Copy each of the rows below word for word, with no changes.
----------
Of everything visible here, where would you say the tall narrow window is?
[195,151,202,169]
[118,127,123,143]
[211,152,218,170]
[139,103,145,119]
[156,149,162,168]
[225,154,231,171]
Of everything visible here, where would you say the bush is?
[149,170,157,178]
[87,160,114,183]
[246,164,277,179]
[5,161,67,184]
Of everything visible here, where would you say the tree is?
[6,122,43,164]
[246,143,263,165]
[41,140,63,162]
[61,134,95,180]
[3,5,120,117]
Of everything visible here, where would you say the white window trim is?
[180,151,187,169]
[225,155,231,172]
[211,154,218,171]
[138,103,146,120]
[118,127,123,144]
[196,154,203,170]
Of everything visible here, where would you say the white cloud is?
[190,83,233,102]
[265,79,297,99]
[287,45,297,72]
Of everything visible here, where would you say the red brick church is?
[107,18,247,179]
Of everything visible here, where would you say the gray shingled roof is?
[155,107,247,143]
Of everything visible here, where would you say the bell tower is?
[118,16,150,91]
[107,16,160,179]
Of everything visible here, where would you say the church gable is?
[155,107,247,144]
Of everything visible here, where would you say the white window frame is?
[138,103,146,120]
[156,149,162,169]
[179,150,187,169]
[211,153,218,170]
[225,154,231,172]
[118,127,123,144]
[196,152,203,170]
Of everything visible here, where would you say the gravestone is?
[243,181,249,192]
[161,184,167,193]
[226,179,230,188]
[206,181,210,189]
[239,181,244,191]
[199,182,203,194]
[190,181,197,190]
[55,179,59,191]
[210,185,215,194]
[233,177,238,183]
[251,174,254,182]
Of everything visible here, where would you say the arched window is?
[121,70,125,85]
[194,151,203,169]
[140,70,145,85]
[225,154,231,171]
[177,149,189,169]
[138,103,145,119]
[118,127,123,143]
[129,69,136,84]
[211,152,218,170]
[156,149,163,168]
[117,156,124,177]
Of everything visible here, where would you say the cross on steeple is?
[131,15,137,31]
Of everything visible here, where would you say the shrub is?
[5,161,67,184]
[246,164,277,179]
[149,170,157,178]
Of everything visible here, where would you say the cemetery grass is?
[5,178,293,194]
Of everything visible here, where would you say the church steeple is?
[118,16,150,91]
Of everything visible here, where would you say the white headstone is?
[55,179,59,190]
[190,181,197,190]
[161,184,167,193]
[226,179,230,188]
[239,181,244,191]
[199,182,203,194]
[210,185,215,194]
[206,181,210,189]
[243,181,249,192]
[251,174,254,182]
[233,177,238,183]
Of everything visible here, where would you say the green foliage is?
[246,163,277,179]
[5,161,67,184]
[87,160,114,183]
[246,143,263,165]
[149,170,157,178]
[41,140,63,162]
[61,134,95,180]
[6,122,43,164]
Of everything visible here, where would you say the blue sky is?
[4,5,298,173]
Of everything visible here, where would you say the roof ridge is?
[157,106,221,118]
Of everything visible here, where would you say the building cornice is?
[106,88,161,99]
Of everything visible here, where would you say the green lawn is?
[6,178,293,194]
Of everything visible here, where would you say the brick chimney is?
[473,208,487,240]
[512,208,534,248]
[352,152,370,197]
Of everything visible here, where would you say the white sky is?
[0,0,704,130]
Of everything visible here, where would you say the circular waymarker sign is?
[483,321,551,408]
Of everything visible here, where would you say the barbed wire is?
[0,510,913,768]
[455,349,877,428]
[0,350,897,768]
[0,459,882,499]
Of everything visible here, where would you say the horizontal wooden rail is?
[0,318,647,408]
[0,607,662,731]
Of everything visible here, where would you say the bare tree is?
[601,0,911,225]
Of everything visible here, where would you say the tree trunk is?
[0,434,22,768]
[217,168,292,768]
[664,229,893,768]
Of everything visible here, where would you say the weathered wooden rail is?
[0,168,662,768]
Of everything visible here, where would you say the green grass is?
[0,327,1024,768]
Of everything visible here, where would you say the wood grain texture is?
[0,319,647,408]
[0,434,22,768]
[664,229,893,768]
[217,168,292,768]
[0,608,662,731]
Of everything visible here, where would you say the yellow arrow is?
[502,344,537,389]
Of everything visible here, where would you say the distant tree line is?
----------
Response to this exercise>
Of everything visible here, where would you say the tall narrow window is?
[195,151,202,169]
[118,127,123,143]
[211,152,218,170]
[139,103,145,119]
[156,149,162,168]
[225,154,231,171]
Of everything visible here, where would you say the bush is?
[149,170,157,178]
[87,160,114,183]
[246,164,277,179]
[5,161,67,184]
Of everything visible here, where would you say the tree is?
[6,122,43,164]
[246,143,263,165]
[41,140,63,162]
[61,134,95,180]
[3,5,120,117]
Of everything visible here, where would you say the white window trim is?
[180,151,187,169]
[225,155,231,172]
[211,154,218,171]
[138,103,146,120]
[118,127,123,144]
[196,154,203,170]
Of everything visible here, where would you say the white cloud is?
[190,83,233,102]
[265,79,297,99]
[287,45,297,72]
Of everything visible here, where would you say the red brick church is?
[107,18,247,179]
Of everything visible here, where would you say the gray shingled roof is?
[155,107,247,143]
Of everything visible here, where would you say the bell tower is?
[118,16,150,91]
[107,16,160,179]
Of everything visible here, where would you say the church gable is?
[155,107,247,144]
Of everything visible here, where would you say the white window frame is?
[138,103,146,120]
[156,149,162,169]
[179,150,187,169]
[211,153,218,170]
[225,154,231,172]
[118,127,123,144]
[196,152,203,170]
Of everything visible here, where would you say the gravestone is?
[243,181,249,192]
[161,184,167,193]
[226,179,230,188]
[206,181,210,189]
[239,181,244,191]
[199,182,203,194]
[190,181,197,190]
[55,179,59,191]
[210,185,215,194]
[233,177,238,183]
[251,174,254,182]
Of everything visible here, where would you say the arched window is?
[121,70,125,85]
[194,151,203,169]
[140,70,145,85]
[225,154,231,171]
[177,149,189,169]
[138,103,145,119]
[118,127,123,143]
[129,69,136,84]
[211,152,218,170]
[156,149,163,168]
[117,156,124,177]
Of everything visible here, where would you say the cross on steeple is?
[131,15,137,31]
Of everything visible here, where would you say the shrub is?
[5,161,67,184]
[246,164,277,179]
[149,170,157,178]
Of everything visible here, where would you say the cemetery grass is?
[5,178,293,194]
Of everything visible here, where would you say the church steeple is?
[118,16,150,91]
Of everything visible here, where would you say the white headstone is?
[55,179,59,190]
[190,181,197,190]
[161,184,167,193]
[226,179,230,188]
[239,181,244,191]
[199,182,203,194]
[210,185,215,194]
[206,181,210,189]
[243,181,249,192]
[251,174,254,182]
[233,177,238,183]
Of everything visible here, where would you say the green foliage is?
[246,163,277,179]
[5,161,67,184]
[87,160,114,183]
[246,143,263,165]
[149,170,157,178]
[41,140,63,162]
[61,134,95,180]
[6,122,43,164]
Of everything visible here, where would you say the blue sky is?
[4,5,298,173]
Of everything visible here, where would you say the roof ridge is?
[157,106,221,118]
Of everything visible here, where would you say the building cornice is?
[106,88,161,99]
Of everything visible here, where would you say the green lawn is?
[6,178,293,194]
Of everything visible here, where would you say the brick chimney is?
[473,208,487,240]
[512,208,534,248]
[352,152,370,197]
Of everything visible here, where would you say the white sky is?
[0,0,704,130]
Of everything visible here, where would you say the circular waymarker sign is?
[483,321,551,408]
Of everything visible here, where would you say the barbed wire is?
[0,510,913,768]
[455,349,877,428]
[0,350,897,768]
[0,459,882,499]
Of everything visible here, where would you say the horizontal wooden rail is?
[0,318,647,408]
[0,607,662,731]
Of everything visible here, where would you say the bare tree is?
[601,0,911,225]
Of everything visible here, where would you say the tree trunk is?
[0,434,22,768]
[217,168,292,768]
[664,229,893,768]
Of everything visible here, where would you say the weathered wooden rail is?
[0,168,662,768]
Of everything visible here, where would you say the green grass is?
[0,327,1024,768]
Of everything visible here, where would you say the wood grain texture is?
[0,319,647,408]
[0,434,22,768]
[664,229,893,768]
[217,168,292,768]
[0,608,662,731]
Of everything visible here, where would you say the yellow arrow is?
[502,344,537,389]
Of everything visible here, where would you say the distant tree line is?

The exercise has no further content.